**YOUR OBJECTIVE**
Copy the material below word for word, starting at its first line and stopping after the line that contains "xmin=282 ymin=210 xmax=297 ymax=235".

**DATA SECTION**
[start]

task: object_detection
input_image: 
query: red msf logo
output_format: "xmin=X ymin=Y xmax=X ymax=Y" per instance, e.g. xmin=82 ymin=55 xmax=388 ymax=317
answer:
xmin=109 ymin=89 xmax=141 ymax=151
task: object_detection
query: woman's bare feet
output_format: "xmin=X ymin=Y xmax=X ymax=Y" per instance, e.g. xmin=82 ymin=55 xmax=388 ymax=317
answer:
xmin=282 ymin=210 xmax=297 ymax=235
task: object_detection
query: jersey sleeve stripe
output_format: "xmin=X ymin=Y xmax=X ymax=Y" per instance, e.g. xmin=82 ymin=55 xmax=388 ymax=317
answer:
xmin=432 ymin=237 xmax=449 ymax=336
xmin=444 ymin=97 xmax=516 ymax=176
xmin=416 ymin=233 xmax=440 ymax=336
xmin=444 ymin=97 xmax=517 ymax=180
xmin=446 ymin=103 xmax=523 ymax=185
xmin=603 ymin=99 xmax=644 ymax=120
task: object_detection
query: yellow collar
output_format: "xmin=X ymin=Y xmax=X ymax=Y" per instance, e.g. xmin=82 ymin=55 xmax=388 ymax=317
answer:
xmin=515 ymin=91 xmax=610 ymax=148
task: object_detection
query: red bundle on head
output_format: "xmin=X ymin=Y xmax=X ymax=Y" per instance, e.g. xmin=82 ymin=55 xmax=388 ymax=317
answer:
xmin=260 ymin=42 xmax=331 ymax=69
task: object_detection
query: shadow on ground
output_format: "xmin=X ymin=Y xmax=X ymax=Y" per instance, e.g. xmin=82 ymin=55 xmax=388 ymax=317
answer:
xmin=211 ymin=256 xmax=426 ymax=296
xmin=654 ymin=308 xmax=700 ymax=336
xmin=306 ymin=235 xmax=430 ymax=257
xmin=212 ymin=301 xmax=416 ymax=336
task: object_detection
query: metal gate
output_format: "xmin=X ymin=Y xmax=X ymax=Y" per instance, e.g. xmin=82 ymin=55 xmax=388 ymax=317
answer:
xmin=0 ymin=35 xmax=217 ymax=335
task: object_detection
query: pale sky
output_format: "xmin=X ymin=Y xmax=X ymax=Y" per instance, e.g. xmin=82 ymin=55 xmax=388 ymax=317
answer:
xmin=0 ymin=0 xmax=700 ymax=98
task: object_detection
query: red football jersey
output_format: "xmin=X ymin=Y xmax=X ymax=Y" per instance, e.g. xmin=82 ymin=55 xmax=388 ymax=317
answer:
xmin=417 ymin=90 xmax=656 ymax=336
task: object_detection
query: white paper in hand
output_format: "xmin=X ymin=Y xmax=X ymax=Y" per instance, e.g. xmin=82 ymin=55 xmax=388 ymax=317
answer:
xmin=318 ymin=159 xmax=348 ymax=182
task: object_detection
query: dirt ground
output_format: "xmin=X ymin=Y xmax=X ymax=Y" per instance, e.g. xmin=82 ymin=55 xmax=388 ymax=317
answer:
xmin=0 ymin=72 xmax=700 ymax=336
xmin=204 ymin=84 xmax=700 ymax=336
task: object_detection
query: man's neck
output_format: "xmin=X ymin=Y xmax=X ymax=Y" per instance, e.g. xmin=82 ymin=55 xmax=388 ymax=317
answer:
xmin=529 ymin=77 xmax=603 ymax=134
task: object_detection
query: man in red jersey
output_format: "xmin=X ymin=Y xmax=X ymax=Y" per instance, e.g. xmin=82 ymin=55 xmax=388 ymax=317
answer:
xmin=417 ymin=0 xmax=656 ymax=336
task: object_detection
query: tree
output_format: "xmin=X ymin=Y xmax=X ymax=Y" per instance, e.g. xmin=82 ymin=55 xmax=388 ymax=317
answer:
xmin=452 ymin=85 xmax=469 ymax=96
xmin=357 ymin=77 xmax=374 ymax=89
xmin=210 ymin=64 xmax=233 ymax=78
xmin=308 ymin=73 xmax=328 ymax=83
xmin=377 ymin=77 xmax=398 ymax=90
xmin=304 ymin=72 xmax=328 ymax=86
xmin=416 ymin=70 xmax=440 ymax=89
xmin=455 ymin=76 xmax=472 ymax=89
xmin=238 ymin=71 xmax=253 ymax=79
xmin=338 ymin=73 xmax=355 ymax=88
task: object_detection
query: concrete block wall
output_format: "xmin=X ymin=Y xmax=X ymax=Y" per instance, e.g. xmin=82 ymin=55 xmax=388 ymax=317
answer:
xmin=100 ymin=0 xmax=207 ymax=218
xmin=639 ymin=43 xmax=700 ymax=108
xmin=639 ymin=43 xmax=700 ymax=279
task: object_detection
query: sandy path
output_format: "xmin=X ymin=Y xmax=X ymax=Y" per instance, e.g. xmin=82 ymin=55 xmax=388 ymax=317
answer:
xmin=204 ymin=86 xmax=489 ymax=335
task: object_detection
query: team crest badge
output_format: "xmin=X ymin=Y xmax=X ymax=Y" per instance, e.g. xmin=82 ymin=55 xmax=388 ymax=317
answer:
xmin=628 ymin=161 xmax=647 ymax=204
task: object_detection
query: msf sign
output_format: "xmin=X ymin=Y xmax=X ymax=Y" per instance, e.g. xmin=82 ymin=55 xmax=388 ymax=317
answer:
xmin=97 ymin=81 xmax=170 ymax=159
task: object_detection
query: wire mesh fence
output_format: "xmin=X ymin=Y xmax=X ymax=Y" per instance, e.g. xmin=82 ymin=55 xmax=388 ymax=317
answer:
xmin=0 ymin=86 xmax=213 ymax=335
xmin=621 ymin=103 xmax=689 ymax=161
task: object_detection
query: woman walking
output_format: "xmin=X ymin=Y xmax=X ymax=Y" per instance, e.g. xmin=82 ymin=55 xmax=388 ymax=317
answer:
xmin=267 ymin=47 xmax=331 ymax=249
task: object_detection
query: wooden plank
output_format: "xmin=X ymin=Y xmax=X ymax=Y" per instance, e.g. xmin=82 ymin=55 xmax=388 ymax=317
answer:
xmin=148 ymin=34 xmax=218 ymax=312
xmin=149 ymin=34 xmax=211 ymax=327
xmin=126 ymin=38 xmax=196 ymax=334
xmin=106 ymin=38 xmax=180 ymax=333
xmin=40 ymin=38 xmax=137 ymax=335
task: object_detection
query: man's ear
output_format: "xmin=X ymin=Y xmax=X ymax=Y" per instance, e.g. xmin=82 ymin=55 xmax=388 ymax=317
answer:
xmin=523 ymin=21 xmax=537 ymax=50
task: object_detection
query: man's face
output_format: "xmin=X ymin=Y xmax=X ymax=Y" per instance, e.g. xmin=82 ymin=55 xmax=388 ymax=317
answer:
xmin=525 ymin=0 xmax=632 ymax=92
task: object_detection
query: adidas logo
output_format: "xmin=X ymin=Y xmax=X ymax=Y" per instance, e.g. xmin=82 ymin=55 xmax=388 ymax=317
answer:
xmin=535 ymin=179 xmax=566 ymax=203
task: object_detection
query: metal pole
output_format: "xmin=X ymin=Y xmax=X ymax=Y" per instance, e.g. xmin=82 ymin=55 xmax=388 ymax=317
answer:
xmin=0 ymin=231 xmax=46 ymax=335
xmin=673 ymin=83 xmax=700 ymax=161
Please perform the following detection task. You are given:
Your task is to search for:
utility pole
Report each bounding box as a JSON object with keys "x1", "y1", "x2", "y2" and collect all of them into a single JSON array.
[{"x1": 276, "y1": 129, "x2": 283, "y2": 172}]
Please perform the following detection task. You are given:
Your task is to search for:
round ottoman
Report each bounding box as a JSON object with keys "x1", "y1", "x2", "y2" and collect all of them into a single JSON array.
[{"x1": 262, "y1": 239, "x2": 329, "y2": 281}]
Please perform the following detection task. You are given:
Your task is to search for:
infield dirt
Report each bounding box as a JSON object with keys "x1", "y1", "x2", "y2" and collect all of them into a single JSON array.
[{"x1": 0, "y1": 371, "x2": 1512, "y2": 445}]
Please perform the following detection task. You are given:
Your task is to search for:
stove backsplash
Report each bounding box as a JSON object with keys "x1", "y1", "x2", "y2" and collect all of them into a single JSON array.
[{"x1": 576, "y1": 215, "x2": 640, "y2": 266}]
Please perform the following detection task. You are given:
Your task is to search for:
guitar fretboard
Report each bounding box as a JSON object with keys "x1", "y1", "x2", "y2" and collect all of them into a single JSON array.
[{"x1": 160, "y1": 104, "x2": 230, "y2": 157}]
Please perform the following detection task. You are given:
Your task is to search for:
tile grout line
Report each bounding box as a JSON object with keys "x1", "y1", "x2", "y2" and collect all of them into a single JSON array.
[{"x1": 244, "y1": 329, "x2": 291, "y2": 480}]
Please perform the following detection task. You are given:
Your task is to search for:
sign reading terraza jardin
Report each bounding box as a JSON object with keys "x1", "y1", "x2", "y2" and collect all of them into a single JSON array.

[end]

**TASK OUTPUT**
task: object_detection
input_image: 
query: red msf logo
output_format: "xmin=X ymin=Y xmax=X ymax=Y" per instance, e.g. xmin=82 ymin=55 xmax=388 ymax=317
answer:
xmin=109 ymin=89 xmax=141 ymax=151
task: object_detection
query: woman's bare feet
output_format: "xmin=X ymin=Y xmax=X ymax=Y" per instance, e.g. xmin=82 ymin=55 xmax=388 ymax=317
answer:
xmin=282 ymin=210 xmax=297 ymax=235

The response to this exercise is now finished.